Work to be completed:
Please reproduce every record, keeping each one exactly as written.
====== Dataset records
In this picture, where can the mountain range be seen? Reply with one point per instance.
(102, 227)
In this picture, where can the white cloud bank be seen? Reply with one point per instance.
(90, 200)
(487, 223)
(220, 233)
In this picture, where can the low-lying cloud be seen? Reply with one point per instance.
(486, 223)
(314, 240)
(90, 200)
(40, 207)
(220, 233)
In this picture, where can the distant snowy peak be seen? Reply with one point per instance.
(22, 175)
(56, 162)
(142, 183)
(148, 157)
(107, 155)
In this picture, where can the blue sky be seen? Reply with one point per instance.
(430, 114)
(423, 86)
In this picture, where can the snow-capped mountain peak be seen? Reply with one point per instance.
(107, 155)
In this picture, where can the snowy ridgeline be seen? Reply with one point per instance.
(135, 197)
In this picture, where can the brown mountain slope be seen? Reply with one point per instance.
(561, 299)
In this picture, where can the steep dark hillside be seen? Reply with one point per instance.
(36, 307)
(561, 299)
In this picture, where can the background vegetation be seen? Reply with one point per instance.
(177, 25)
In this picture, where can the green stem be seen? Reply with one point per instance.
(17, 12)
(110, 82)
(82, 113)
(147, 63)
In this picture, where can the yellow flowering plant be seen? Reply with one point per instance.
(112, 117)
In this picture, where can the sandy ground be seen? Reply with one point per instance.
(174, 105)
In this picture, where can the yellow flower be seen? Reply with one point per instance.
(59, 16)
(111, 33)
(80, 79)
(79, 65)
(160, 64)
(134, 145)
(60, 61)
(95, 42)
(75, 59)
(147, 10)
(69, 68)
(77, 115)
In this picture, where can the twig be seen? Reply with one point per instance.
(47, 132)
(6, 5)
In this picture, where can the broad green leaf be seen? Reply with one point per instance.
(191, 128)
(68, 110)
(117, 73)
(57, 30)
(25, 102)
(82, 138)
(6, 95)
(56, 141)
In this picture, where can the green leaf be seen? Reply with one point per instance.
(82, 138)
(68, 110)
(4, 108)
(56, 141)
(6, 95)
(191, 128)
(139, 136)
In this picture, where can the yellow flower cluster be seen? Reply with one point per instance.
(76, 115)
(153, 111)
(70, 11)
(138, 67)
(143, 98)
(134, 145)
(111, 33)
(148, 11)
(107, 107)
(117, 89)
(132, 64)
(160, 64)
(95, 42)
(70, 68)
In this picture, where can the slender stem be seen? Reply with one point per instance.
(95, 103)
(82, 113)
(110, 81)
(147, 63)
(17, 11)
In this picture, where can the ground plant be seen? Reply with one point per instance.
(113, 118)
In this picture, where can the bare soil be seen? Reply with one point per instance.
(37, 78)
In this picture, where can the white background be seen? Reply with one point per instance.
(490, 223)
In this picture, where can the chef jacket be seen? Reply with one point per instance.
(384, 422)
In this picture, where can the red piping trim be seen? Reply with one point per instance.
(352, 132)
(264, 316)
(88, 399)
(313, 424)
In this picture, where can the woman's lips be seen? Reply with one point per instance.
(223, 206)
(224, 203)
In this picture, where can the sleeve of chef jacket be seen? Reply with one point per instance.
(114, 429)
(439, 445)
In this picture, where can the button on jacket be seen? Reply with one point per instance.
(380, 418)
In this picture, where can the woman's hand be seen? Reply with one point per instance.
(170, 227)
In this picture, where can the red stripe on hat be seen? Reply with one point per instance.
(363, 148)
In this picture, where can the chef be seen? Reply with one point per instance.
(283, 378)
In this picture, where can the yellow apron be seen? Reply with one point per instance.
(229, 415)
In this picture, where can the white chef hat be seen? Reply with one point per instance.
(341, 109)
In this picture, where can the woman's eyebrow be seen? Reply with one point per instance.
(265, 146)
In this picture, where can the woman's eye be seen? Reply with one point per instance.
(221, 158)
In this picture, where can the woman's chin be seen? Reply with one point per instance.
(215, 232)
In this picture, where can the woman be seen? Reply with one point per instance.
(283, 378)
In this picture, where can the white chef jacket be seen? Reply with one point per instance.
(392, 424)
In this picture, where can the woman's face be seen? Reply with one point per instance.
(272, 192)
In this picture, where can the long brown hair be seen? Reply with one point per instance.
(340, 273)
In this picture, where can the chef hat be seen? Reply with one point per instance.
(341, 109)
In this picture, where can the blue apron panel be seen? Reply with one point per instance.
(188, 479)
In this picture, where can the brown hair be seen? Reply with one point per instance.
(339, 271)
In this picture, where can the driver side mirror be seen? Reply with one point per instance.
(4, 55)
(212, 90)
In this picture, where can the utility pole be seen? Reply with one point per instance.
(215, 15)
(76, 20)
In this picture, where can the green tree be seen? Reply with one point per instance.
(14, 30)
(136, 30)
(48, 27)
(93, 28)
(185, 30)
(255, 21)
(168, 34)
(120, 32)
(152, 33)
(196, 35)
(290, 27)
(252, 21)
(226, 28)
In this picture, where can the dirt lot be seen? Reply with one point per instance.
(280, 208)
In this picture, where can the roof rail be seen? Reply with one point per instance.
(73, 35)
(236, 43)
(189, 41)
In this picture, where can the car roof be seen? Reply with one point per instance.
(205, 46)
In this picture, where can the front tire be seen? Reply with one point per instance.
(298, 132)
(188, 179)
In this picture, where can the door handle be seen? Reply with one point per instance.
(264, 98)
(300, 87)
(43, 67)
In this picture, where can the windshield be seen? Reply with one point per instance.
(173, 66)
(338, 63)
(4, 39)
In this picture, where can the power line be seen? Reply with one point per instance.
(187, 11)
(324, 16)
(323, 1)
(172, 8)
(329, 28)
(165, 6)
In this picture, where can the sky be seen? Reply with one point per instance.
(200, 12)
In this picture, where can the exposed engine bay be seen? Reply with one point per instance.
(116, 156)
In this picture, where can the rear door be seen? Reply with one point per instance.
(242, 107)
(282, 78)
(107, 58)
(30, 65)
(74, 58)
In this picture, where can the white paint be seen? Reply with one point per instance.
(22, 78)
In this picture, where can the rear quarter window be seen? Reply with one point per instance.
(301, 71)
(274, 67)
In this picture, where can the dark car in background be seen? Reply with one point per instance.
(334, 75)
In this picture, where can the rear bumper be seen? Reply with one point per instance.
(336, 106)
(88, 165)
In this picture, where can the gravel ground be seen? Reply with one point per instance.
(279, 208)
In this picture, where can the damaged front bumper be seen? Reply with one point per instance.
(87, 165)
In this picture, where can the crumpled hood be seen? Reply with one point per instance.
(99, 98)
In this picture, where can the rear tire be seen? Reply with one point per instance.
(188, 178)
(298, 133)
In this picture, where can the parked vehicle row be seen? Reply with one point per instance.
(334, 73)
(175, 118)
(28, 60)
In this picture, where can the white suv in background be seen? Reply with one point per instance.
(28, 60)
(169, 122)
============
Answer for this exercise:
In this picture, where can the mountain range be seen? Reply with one point per instance.
(102, 227)
In this picture, where can the white cloud bank be seen? Reply with one point per instance.
(90, 200)
(487, 223)
(220, 233)
In this picture, where can the low-lying cloud be seen? Reply with one point per instance.
(486, 223)
(314, 240)
(90, 200)
(40, 207)
(220, 233)
In this picture, where can the distant snowy peak be seen? Reply with one point per instance.
(22, 175)
(56, 162)
(142, 183)
(148, 157)
(107, 155)
In this picture, where can the blue sky be seen? Reply with one point per instance.
(430, 114)
(423, 86)
In this picture, where can the snow-capped mountain peak be seen? Reply with one point per instance.
(107, 155)
In this picture, where can the snowy ridgeline be seen? Reply with one point per instance.
(135, 197)
In this picture, where can the brown mountain slope be seen? Reply with one point per instance.
(561, 299)
In this picture, where can the steep dark hillside be seen? Reply with one point per instance.
(36, 307)
(561, 299)
In this picture, where can the background vegetation be seen? Reply with one point per instance.
(177, 25)
In this picture, where can the green stem be seen? Reply with one point per instance.
(17, 12)
(110, 82)
(82, 113)
(147, 63)
In this picture, where can the yellow flowering plant be seen? Reply with one point per instance.
(112, 117)
In this picture, where can the sandy ground be seen? Reply with one point per instance.
(174, 105)
In this picture, where can the yellow flower be seen? Reply with one point per instance.
(59, 16)
(111, 33)
(80, 79)
(79, 65)
(160, 64)
(134, 145)
(60, 61)
(95, 42)
(75, 59)
(147, 10)
(69, 68)
(77, 115)
In this picture, where can the twig be seen? Reply with one point per instance.
(47, 132)
(6, 5)
In this picture, where can the broad green leaf be seen? Reply with one point per instance.
(191, 128)
(68, 110)
(117, 73)
(57, 30)
(25, 102)
(82, 138)
(6, 95)
(56, 141)
In this picture, where can the green leaf be seen? Reply with one point per instance.
(82, 138)
(68, 110)
(4, 108)
(56, 141)
(6, 95)
(191, 128)
(139, 136)
In this picture, where can the yellow flower cluster be seen? Reply with one point per instance.
(76, 115)
(153, 111)
(70, 11)
(138, 67)
(143, 98)
(134, 145)
(111, 33)
(148, 11)
(107, 107)
(117, 89)
(132, 64)
(160, 64)
(95, 42)
(70, 68)
In this picture, where can the slender stem be seen? Reply with one point per instance.
(95, 103)
(82, 113)
(110, 81)
(147, 63)
(17, 11)
In this picture, where can the ground plant be seen? Reply with one point per instance.
(113, 118)
In this picture, where can the bare soil be seen? Reply with one point per instance.
(37, 78)
In this picture, where can the white background be seen? Reply with one point per instance.
(490, 223)
In this picture, where can the chef jacket be seen? Reply with one point per instance.
(384, 422)
In this picture, where can the red piping trim be seen? Reply with one point per instance.
(352, 132)
(264, 316)
(88, 399)
(313, 424)
In this picture, where can the woman's lips be seen? Reply with one point per instance.
(223, 206)
(224, 203)
In this picture, where can the sleeve of chef jacket be seen? Reply with one point per instance.
(114, 429)
(439, 445)
In this picture, where can the button on jacket be seen? Reply with one point per instance.
(380, 418)
In this picture, where can the woman's hand be seen? Reply with one point per instance.
(170, 227)
In this picture, where can the red stripe on hat be seen? Reply with one point per instance.
(363, 148)
In this picture, where can the chef be seen? Reply with one point per instance.
(283, 378)
In this picture, where can the yellow apron be seen? Reply with one point per instance.
(229, 415)
In this picture, where can the white chef hat be seen? Reply with one point per instance.
(341, 109)
In this picture, where can the woman's eyebrow be seen? Reply with one point per instance.
(265, 146)
In this picture, where can the woman's eye be seen? Reply with one point per instance.
(221, 158)
In this picture, where can the woman's chin be seen? Reply with one point per instance.
(215, 232)
In this picture, where can the woman be seen? Reply with one point per instance.
(283, 378)
In this picture, where can the white chef jacket be seen? Reply with one point per instance.
(392, 424)
In this picture, where can the woman's face be seen? Reply with one point per instance.
(272, 192)
In this picture, where can the long brown hair be seen? Reply with one point per instance.
(340, 273)
In this picture, where can the chef hat be seen? Reply with one point per instance.
(341, 109)
In this picture, where can the blue apron panel be seen? Reply with one point per instance.
(188, 479)
In this picture, where can the brown hair be seen? Reply with one point per instance.
(339, 271)
In this picture, where can the driver side mirror be seen? Reply with one point per instance.
(4, 55)
(212, 90)
In this picture, where can the utility pole be seen? Reply with one point per instance.
(215, 15)
(76, 20)
In this picture, where can the green tree be seen? Reply with one point per instance.
(14, 30)
(136, 30)
(48, 27)
(93, 28)
(185, 30)
(255, 21)
(168, 34)
(120, 32)
(152, 33)
(196, 35)
(290, 27)
(252, 21)
(226, 28)
In this picture, where can the dirt lot be seen? Reply with one point per instance.
(280, 208)
In this picture, where can the roof rail be seen? Reply with one point per instance.
(73, 35)
(236, 43)
(189, 41)
In this picture, where can the car roof be seen? Reply with one point per instance.
(205, 46)
In this picture, where can the front tire be seen? Reply with one point per instance.
(298, 132)
(188, 179)
In this picture, where can the door handle be seen? Reply with one point per instance.
(264, 98)
(300, 87)
(43, 67)
In this picture, where can the windshield be seen? Reply with one point per instance.
(173, 66)
(338, 63)
(4, 39)
In this picture, where can the power line be seen? Reply with one point per instance.
(187, 11)
(324, 16)
(323, 1)
(172, 8)
(329, 28)
(165, 6)
In this picture, where can the sky be seen? Reply with one point per instance.
(200, 12)
In this picture, where can the exposed engine bay be seen? Reply with one point per instance.
(116, 156)
In this picture, where can the rear door be seen? Reply with one point per instance.
(242, 107)
(282, 78)
(107, 58)
(30, 65)
(74, 58)
In this picture, where can the white paint be seen? Reply with one point per instance.
(22, 78)
In this picture, where can the rear quarter window be seen? Reply with one point per instance.
(301, 71)
(274, 67)
In this picture, where can the dark car in background be seen? Reply with one point per instance.
(334, 75)
In this picture, where can the rear bumper be seen? Reply with one point per instance.
(336, 106)
(88, 165)
In this picture, where can the gravel ground be seen? Reply with one point per instance.
(279, 208)
In this picture, where can the damaged front bumper be seen? Reply with one point per instance.
(87, 165)
In this picture, where can the crumpled hood be seen? Reply with one point per instance.
(99, 98)
In this picture, where can the rear tire be seen? Reply with one point per instance.
(188, 178)
(298, 133)
In this picture, where can the parked vehicle row be seen? Reply with one point per instance.
(334, 73)
(175, 118)
(28, 60)
In this picture, where can the white suv in background be seen? Reply with one point per instance.
(28, 60)
(169, 122)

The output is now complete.